### Items from a data source
_ _ _ _ _

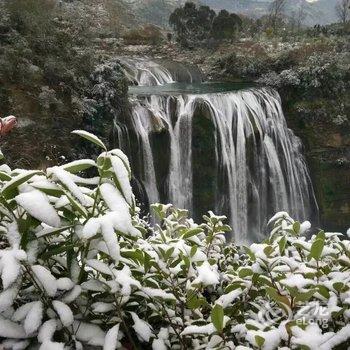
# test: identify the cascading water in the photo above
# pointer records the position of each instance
(252, 163)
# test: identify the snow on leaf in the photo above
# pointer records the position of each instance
(9, 329)
(46, 279)
(9, 265)
(7, 297)
(79, 165)
(99, 266)
(89, 333)
(34, 317)
(64, 312)
(142, 328)
(37, 205)
(111, 340)
(47, 331)
(49, 345)
(207, 275)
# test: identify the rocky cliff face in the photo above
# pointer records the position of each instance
(327, 147)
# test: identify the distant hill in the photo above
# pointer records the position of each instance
(158, 11)
(318, 12)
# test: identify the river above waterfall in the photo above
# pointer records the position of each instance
(180, 88)
(218, 146)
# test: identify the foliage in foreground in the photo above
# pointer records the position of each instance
(80, 268)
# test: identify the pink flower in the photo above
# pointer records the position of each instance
(7, 124)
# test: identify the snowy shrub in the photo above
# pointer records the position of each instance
(80, 268)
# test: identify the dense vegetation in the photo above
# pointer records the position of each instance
(80, 267)
(50, 71)
(197, 25)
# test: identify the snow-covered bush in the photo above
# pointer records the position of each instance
(80, 268)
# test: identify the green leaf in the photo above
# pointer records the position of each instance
(192, 232)
(305, 296)
(260, 341)
(323, 291)
(217, 317)
(51, 231)
(268, 250)
(10, 189)
(193, 251)
(4, 176)
(282, 245)
(296, 227)
(91, 137)
(245, 272)
(338, 286)
(316, 249)
(51, 190)
(78, 166)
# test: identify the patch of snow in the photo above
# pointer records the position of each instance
(111, 340)
(142, 328)
(34, 317)
(37, 205)
(46, 279)
(64, 312)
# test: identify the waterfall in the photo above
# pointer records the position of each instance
(252, 166)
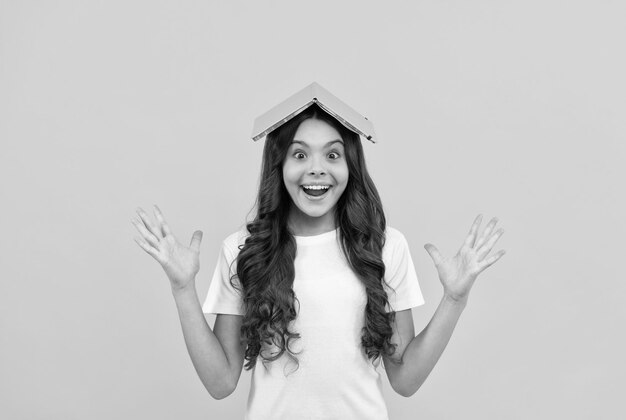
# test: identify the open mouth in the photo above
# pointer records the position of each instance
(315, 190)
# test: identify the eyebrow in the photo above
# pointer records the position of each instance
(326, 145)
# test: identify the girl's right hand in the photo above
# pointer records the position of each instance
(181, 263)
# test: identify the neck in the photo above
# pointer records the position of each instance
(301, 224)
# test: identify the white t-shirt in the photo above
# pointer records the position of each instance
(334, 379)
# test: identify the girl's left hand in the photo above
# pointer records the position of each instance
(457, 274)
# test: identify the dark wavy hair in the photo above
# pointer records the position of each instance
(265, 263)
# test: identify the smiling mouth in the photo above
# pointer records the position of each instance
(315, 190)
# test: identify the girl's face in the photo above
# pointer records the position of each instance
(315, 172)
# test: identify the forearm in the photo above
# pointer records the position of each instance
(423, 352)
(207, 354)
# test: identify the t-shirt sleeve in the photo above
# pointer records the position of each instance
(400, 273)
(222, 297)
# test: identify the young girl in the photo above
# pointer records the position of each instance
(317, 287)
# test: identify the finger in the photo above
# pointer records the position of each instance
(146, 221)
(146, 247)
(486, 248)
(165, 229)
(149, 237)
(195, 240)
(489, 261)
(486, 232)
(471, 236)
(434, 253)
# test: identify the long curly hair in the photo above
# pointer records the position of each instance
(265, 263)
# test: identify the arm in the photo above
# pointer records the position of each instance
(422, 351)
(457, 275)
(218, 357)
(209, 359)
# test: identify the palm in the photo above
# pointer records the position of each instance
(178, 261)
(181, 263)
(458, 273)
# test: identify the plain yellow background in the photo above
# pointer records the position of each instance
(510, 109)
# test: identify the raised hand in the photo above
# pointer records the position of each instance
(181, 263)
(458, 273)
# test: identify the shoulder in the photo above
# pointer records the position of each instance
(395, 246)
(394, 238)
(235, 240)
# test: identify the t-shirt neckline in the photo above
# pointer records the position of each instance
(316, 239)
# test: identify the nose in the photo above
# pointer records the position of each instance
(316, 167)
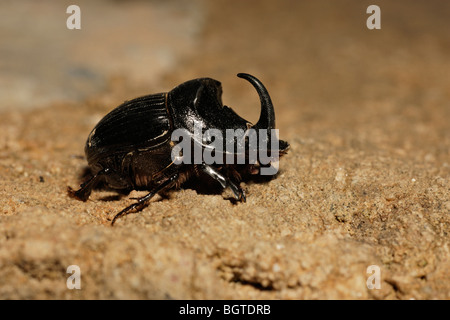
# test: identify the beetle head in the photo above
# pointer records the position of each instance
(200, 101)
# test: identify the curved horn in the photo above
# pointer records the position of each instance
(267, 116)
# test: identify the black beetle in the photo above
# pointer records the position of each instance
(131, 147)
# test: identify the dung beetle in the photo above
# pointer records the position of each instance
(132, 146)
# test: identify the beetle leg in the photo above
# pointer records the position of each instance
(142, 201)
(225, 182)
(85, 188)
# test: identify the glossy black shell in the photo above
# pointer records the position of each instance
(139, 123)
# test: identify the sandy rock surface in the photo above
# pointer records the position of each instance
(365, 183)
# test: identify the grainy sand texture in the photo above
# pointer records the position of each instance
(365, 183)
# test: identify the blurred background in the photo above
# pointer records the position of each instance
(366, 180)
(318, 58)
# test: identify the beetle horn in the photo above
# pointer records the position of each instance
(267, 116)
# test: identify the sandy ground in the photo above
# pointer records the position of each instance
(366, 181)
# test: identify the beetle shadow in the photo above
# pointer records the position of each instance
(205, 185)
(87, 173)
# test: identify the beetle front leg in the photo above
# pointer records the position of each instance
(141, 202)
(224, 181)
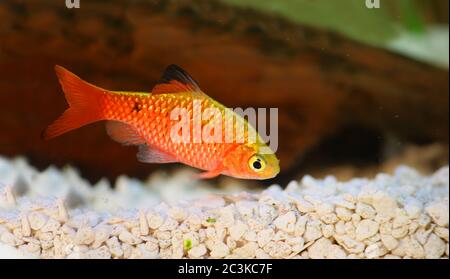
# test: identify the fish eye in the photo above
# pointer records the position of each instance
(256, 163)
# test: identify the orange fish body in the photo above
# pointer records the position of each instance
(145, 120)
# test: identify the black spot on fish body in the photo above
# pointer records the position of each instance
(137, 107)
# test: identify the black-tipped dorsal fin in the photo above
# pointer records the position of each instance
(175, 80)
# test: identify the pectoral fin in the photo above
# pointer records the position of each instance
(208, 174)
(148, 154)
(124, 133)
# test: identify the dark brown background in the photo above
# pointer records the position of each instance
(337, 99)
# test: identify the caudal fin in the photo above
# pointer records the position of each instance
(84, 104)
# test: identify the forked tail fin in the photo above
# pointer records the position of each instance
(84, 104)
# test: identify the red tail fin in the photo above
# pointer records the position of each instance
(84, 104)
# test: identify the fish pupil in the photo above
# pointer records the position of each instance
(257, 164)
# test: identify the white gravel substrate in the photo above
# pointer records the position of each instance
(56, 214)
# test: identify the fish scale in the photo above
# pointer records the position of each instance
(120, 106)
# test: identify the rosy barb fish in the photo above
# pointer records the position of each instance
(144, 119)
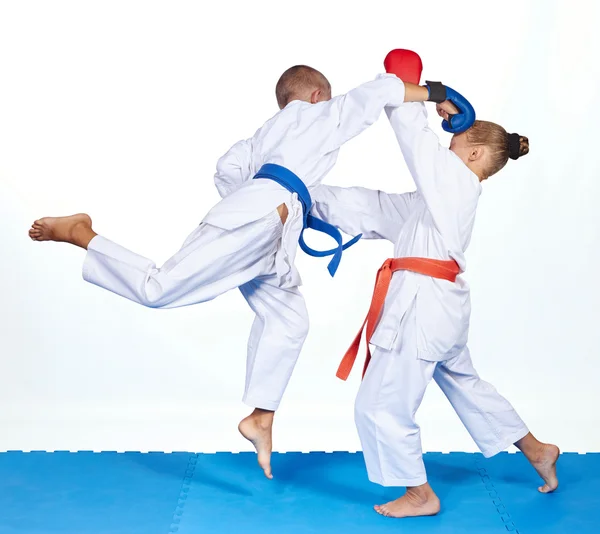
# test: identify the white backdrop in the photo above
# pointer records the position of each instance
(121, 109)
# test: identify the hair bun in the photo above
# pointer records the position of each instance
(523, 146)
(518, 146)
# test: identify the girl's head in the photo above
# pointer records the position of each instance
(486, 147)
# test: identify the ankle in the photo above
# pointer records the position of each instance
(82, 234)
(420, 495)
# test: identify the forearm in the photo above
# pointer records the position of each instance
(357, 210)
(233, 169)
(415, 93)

_ _ _ _ _

### EXERCISE TASK
Copy every line of the items above word for word, leaving out the pictures.

### SOLUTION TO THIS PROBLEM
# test: identify the cascading water in the photo above
# pointer records the position of each instance
(252, 163)
# test: identify the snow on leaf in the photo above
# pointer records the position of each instance
(9, 329)
(46, 279)
(9, 265)
(7, 297)
(79, 165)
(99, 266)
(89, 333)
(34, 317)
(64, 312)
(142, 328)
(37, 205)
(111, 340)
(47, 331)
(49, 345)
(207, 275)
# test: identify the rocky cliff face in the photo above
# pointer records the position of each instance
(327, 147)
# test: identify the distant hill in the photo above
# pointer records the position of each instance
(158, 11)
(318, 12)
# test: identify the river above waterfall in the photo above
# pointer records the position of each instance
(180, 88)
(218, 146)
# test: identify the foliage in foreground in the photo above
# pointer records the position of each instance
(80, 268)
# test: identify the pink flower in the photo above
# pointer records the position of each instance
(7, 124)
# test: identify the snowy shrub in the photo above
# pointer records the position of each instance
(80, 268)
# test: identify the dense vegetation in the photo above
# pointer records the position of each instance
(80, 267)
(50, 71)
(197, 25)
# test: identify the snow-covered bush in the photo above
# pointer records the position of each instance
(80, 268)
# test: identify the green leaf in the photo above
# pointer records the position of each instance
(192, 232)
(305, 296)
(260, 341)
(323, 291)
(217, 317)
(51, 231)
(268, 250)
(10, 189)
(193, 251)
(4, 176)
(282, 245)
(296, 227)
(91, 137)
(245, 272)
(338, 286)
(316, 249)
(51, 190)
(78, 166)
# test: identify the patch of snow in the photo above
# pointer records the position of each instance
(111, 340)
(142, 328)
(34, 317)
(37, 205)
(46, 279)
(64, 312)
# test: identify the waterfall in the photo above
# pointer records the position of each instance
(252, 166)
# test: identify the open mouth in the photo above
# pointer records the position of each instance
(315, 190)
# test: identify the eyebrow in the photo above
# pointer records the position of each instance
(326, 145)
# test: identify the girl's right hand in the photo above
# pointer records the position of each instance
(181, 263)
# test: identify the neck in the photo above
# pointer records the position of each instance
(301, 224)
# test: identify the white t-shirt in the photo above
# pointer records the position of each instance
(334, 379)
# test: identify the girl's left hand in the photo above
# pointer records the position of each instance
(457, 274)
# test: identify the dark wavy hair in the photo above
# pointer records the position of each instance
(265, 263)
# test: identify the smiling mouth in the photo above
# pointer records the position of each instance
(315, 190)
# test: identify the girl's face in the photo above
# pointer records the position of each instance
(315, 172)
# test: identify the forearm in the photo above
# pointer records the position of each instance
(423, 352)
(207, 354)
# test: identify the t-shirt sleeve in the photo above
# pointer records the position of each instance
(400, 273)
(222, 297)
# test: identify the young girl in the photo above
# pointer records the position of each instance
(317, 287)
# test: identify the finger in the photo above
# pointer records the position of each instance
(146, 221)
(146, 247)
(486, 248)
(165, 229)
(149, 237)
(195, 240)
(489, 261)
(486, 232)
(471, 236)
(434, 253)
# test: identify the long curly hair in the photo above
# pointer records the position of each instance
(265, 263)
# test: identify the arm in the photo above
# pointer records the position of each instance
(422, 351)
(457, 275)
(218, 357)
(209, 359)
# test: identify the palm in the photo above
# pointer records the position of each instance
(178, 261)
(181, 263)
(458, 273)
# test: identify the plain yellow background in the photo above
# pointer records the position of each instance
(510, 109)
# test: identify the raised hand in the photo above
# pointer records the position of each instance
(181, 263)
(458, 273)
# test: identify the shoulder in the photo above
# pointer records the position of each instance
(395, 246)
(394, 238)
(235, 240)
# test: identify the t-shirt neckline in the photo above
# pointer records the position of each instance
(316, 239)
# test: identify the nose in the photo above
# pointer records the position of each instance
(316, 167)
# test: identify the beetle head in the photo above
# pointer records the position of each instance
(200, 101)
# test: identify the curved horn in the photo above
# pointer records the position of each instance
(267, 116)
# test: identify the black beetle in the photo above
# pointer records the position of each instance
(131, 147)
# test: identify the dung beetle in the photo above
# pointer records the position of each instance
(132, 146)
# test: identify the beetle leg in the photo above
# pointer records the position of each instance
(142, 201)
(225, 182)
(85, 188)
# test: identify the glossy black shell in the photo above
# pointer records the position of each instance
(139, 123)
# test: identify the sandy rock surface in the photo above
# pointer records the position of each instance
(365, 183)
# test: identify the grainy sand texture in the photo above
# pointer records the position of each instance
(365, 183)
# test: identify the blurred background in the photo above
# pointer records the position of each instance
(366, 180)
(318, 58)
# test: identify the beetle horn in the photo above
# pointer records the position of each instance
(267, 116)
# test: identify the sandy ground in the photo above
# pointer records the position of each instance
(366, 181)
# test: identify the beetle shadow in the photo above
# pointer records the position of each instance
(205, 185)
(87, 173)
# test: identify the beetle front leg in the photo above
# pointer records the position of each instance
(141, 202)
(224, 181)
# test: identify the fish eye in the photo above
# pointer records the position of each instance
(256, 163)
# test: identify the orange fish body in the photo above
# pointer records the position of each instance
(145, 120)
# test: identify the black spot on fish body in the photo above
# pointer records the position of each instance
(137, 107)
# test: identify the black-tipped dorsal fin in the photo above
# pointer records the position of each instance
(175, 80)
# test: identify the pectoral fin in the photo above
# pointer records the position of each instance
(208, 174)
(148, 154)
(124, 133)
# test: identify the dark brown background in the photo above
# pointer records the position of each instance
(337, 99)
# test: identify the caudal fin in the photo above
# pointer records the position of each instance
(84, 104)
# test: identify the forked tail fin in the photo above
# pointer records the position of each instance
(84, 104)
# test: identify the red tail fin in the photo above
# pointer records the position of each instance
(84, 104)
# test: identify the fish pupil in the photo above
# pointer records the position of each instance
(257, 164)
# test: identify the white gravel substrate in the photo above
# pointer records the position of each instance
(56, 214)
# test: identify the fish scale in the photo above
# pointer records the position of each instance
(120, 106)
# test: identify the rosy barb fish in the photo above
# pointer records the position of each instance
(144, 119)
# test: identify the white backdrop in the photo above
# pointer records the position of each instance
(121, 109)
# test: identify the hair bun in the photo above
# pointer records the position of each instance
(523, 146)
(518, 146)
# test: identify the girl's head in the photo above
# pointer records the position of each instance
(486, 147)
# test: identify the ankle in the photo above
# pointer records the position of each instance
(82, 234)
(420, 495)
# test: identify the forearm in the photo above
# pointer records the position of each instance
(357, 210)
(233, 169)
(415, 93)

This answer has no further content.